◆ Условие задачи A: Перепишите из отрывка о фильме Бозона часть текста. Начните со слов «Надо заметить, это» и закончите словами «который мы наблюдаем.».
◆ Условие задачи B: Перечислите все характеристики, которые отрывок о фильме Бозона дает образу дезертира в советской литературе.
----- Отрывок текста -----
И. К.: Возможно, что Эвридика-Камилла как раз возвращается с Трофеем, то есть Франсуа и есть Трофей. Когда я смотрела фильм, мне показалось, что Камилла «возвращается» с Франсуа. Но в какое измерение возвращается — это действительно вопрос. Возможно, «избушка» — тоже одна из прослоек, один из параллельных миров. Но момент переключения, «перещелкивания» налицо: или потерянная рота, или муж. Промежуточность или смерть: возможно, и следует оставить все значения, чтобы они просвечивали одно через другое. Можно добавить, что Камилла фактически спасает Франсуа не из царства мертвых, а из промежуточности «пропавших-без-вести». И рота дезертиров — не мертвые, а пропавшие без вести. И солдат Филипп, и муж Камиллы забывают себя: Франсуа пишет письмо, в котором отказывается от любимой женщины; Филипп забывает о литературе, философии, о сестре (аналог Камиллы в истории солдата Филиппа), которой каждый день писал письма. Лейтенант, герой Греггори, тоже говорит, что он хочет сохранить в своих людях человеческие качества, которые забываются, теряются еще прежде смерти (смерть тогда — окончательная точка). Но удержать эти качества в военной промежуточности невозможно, личность обречена на рассеяние. Может быть, тот самый финальный титр, гласивший, что «Лейтенант так и не довел свою роту до Голландии», означает не то, что они погибли, а что окончательно распались, диссеминировали. Интересно, что и само дезертирство — это тоже диссеминация («солдаты рассыпались», «рассеялись»). Это как отрицание рассеяния личности на войне рассеянием иного рода. Неслучайно, что им то и дело попадаются заставы и часовые, то есть хранители границ, собранности, концентрации. Да и статус Греггори неоднозначен: структурообразующим элементом группы был солдат Филипп, а не авторитет Лейтенанта как лидера.
Надо заметить, это действительно «ангелические» солдаты. События фильма четко датированы, это 1917-й год, конец войны, когда все, казалось бы, должны окончательно ожесточиться, опуститься, огрубеть. Ср. с образом дезертира в советской литературе: дезертир всегда опасен, он вне закона, беспредельщик, анархист. У Бозона все наоборот: нежные, хрупкие, чувствительные души, парализованные своим статусом, практически неспособные к насильственным действиям. И лейтенант как пастырь, пекущийся о сохранении невинности этих душ. Солдаты как кисейные барышни (отсюда и «девичьи» песни) и андрогин Камилла/Камил (важно это раздвоение имен, Бозон в интервью подчеркивал тему травестии, упоминая Виктора/Викторию), который их спасает. Это переключение гендерных ролей в потустороннем, параллельном мире, который мы наблюдаем.
----- Исходные данные -----
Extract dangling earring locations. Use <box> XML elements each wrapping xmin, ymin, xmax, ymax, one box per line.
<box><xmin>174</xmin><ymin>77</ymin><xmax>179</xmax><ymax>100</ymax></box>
-----
◆ Письменный ответ A:
Надо заметить, это действительно «ангелические» солдаты. События фильма четко датированы, это 1917-й год, конец войны, когда все, казалось бы, должны окончательно ожесточиться, опуститься, огрубеть. Ср. с образом дезертира в советской литературе: дезертир всегда опасен, он вне закона, беспредельщик, анархист. У Бозона все наоборот: нежные, хрупкие, чувствительные души, парализованные своим статусом, практически неспособные к насильственным действиям. И лейтенант как пастырь, пекущийся о сохранении невинности этих душ. Солдаты как кисейные барышни (отсюда и «девичьи» песни) и андрогин Камилла/Камил (важно это раздвоение имен, Бозон в интервью подчеркивал тему травестии, упоминая Виктора/Викторию), который их спасает. Это переключение гендерных ролей в потустороннем, параллельном мире, который мы наблюдаем.

◆ Письменный ответ B:
- опасен
- вне закона
- беспредельщик
- анархист